** Provided information follows **
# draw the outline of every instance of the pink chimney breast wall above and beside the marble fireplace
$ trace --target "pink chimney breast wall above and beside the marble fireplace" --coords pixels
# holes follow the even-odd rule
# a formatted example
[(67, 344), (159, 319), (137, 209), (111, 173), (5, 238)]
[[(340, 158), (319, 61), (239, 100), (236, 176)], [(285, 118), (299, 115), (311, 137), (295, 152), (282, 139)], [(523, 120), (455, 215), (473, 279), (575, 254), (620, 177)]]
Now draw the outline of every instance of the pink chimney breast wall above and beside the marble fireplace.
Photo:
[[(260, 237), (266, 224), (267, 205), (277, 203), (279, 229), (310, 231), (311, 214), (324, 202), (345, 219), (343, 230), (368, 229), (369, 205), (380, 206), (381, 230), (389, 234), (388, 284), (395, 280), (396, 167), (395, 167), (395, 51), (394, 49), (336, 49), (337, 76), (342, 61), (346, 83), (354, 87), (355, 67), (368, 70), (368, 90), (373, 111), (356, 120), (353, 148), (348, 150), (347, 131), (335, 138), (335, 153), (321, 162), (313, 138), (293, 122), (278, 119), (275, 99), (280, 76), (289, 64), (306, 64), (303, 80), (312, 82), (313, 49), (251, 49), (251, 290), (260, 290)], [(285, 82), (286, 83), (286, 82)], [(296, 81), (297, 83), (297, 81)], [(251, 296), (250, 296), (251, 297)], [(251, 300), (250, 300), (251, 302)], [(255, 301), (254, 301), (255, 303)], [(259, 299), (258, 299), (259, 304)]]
** End of Provided information **
#### About this task
What you give back must be the stretch above, starting at the line with "[(67, 344), (159, 319), (137, 209), (111, 173), (5, 238)]" and ending at the line with "Now draw the", copied exactly.

#### Answer box
[(67, 344), (159, 319), (137, 209), (111, 173), (5, 238)]
[[(340, 158), (319, 61), (239, 100), (236, 176)], [(285, 118), (299, 115), (311, 137), (295, 152), (282, 139)], [(523, 120), (455, 215), (473, 279), (575, 254), (620, 177)]]
Now draw the outline of every instance of the pink chimney breast wall above and beside the marble fireplace.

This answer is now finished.